GIVEN PROBLEM
Rewrite the records from the line containing "For every instance of the doorway, mark" through the line containing "x=1048 y=100", swapping "doorway" for "entrance" and keeping everything else the same.

(Named-object pointing records)

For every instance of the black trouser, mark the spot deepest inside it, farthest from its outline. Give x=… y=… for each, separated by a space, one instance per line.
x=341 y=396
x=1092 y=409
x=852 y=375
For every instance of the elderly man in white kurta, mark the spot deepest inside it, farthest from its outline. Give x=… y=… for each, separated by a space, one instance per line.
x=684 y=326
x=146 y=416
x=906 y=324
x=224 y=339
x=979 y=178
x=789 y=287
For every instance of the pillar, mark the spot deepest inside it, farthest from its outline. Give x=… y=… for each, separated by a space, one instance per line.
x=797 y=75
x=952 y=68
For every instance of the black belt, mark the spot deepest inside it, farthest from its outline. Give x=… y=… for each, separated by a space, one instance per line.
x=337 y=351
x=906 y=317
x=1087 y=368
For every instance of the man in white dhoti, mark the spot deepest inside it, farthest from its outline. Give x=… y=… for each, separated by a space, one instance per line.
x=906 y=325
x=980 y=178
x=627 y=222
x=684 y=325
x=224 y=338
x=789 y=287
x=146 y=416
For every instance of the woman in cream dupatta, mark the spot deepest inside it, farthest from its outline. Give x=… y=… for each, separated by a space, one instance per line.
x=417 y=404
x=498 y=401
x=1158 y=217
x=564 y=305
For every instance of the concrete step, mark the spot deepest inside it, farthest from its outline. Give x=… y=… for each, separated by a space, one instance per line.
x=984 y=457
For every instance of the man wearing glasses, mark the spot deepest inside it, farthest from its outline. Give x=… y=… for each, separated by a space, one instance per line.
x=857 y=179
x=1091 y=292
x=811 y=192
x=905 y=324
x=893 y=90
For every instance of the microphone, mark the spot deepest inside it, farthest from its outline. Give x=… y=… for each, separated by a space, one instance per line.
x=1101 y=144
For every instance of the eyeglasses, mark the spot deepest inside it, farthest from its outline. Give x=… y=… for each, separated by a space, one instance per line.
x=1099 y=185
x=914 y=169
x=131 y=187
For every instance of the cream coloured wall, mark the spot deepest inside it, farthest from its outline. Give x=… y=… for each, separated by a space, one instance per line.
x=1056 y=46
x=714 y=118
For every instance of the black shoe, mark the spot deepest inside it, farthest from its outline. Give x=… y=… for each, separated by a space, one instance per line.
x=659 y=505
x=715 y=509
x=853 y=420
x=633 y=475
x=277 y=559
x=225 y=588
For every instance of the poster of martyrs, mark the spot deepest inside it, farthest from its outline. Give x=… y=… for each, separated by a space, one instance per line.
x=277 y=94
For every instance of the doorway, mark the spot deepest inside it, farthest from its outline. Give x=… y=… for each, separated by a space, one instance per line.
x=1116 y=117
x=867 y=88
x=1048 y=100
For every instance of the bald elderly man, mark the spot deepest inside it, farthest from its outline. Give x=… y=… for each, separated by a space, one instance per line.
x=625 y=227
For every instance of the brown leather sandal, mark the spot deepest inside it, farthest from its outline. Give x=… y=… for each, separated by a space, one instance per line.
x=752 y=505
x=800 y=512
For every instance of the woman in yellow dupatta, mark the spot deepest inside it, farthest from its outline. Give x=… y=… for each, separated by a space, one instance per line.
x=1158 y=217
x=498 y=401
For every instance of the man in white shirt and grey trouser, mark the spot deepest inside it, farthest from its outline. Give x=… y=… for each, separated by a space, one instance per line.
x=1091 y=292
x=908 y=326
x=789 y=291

WRITTEN SOLUTION
For every instance of the entrance, mark the spot deepest inside it, farthest from its outline. Give x=… y=… for each, separated by a space, one instance per line.
x=1116 y=117
x=867 y=88
x=1048 y=100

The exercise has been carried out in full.